[Start]

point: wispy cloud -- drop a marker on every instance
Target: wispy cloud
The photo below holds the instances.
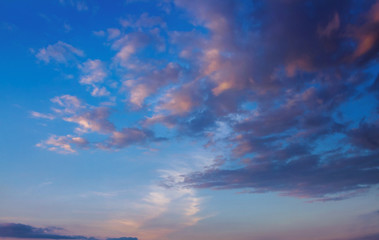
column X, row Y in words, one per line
column 60, row 52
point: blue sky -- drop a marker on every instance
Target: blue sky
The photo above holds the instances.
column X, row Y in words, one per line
column 180, row 119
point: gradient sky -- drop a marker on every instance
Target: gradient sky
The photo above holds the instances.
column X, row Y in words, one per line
column 189, row 119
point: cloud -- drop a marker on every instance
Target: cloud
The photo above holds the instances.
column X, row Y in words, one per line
column 60, row 52
column 80, row 5
column 63, row 144
column 289, row 72
column 129, row 136
column 17, row 230
column 41, row 115
column 149, row 84
column 277, row 74
column 123, row 238
column 93, row 75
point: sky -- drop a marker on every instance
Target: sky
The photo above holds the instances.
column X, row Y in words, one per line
column 189, row 119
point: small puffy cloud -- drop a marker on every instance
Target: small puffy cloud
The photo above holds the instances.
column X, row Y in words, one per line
column 42, row 115
column 60, row 52
column 69, row 104
column 149, row 84
column 129, row 136
column 95, row 120
column 93, row 74
column 63, row 144
column 80, row 5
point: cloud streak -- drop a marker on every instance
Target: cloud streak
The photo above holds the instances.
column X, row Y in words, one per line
column 18, row 230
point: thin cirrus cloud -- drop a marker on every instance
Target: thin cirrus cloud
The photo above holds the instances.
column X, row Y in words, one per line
column 277, row 74
column 18, row 230
column 60, row 52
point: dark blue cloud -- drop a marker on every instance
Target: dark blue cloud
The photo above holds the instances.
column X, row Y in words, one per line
column 299, row 63
column 18, row 230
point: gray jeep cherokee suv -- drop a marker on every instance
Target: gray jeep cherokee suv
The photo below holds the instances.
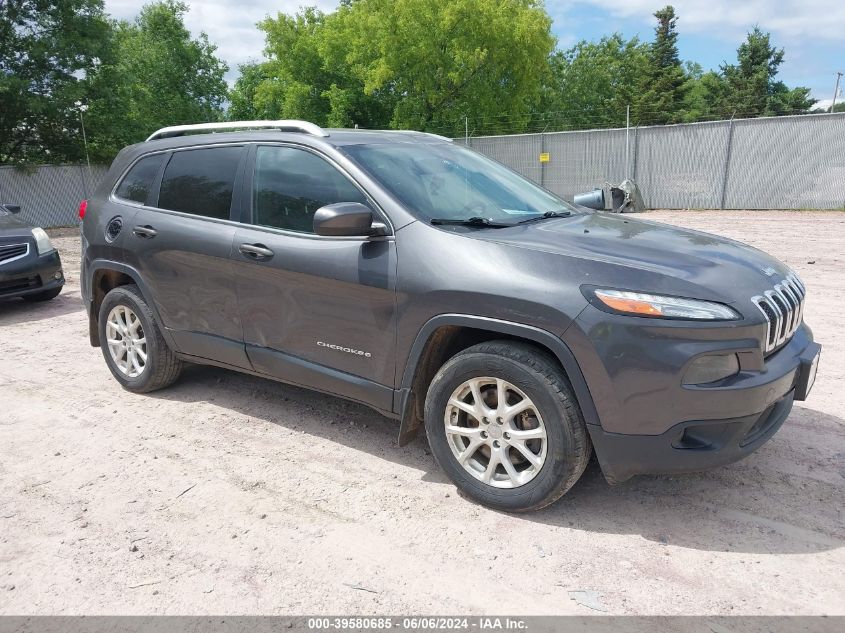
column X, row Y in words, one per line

[End]

Switch "gray" to "silver" and give the stretch of lines from the one containing "point: gray jeep" through the end of the lines again, with everything else unchanged. Leave the pictures out of your answer.

## ANSWER TO THIS EXERCISE
point: silver jeep cherokee suv -- drop a marker on every instance
Target: silver jeep cherokee suv
The photo below holds the instances.
column X, row Y in words, one per line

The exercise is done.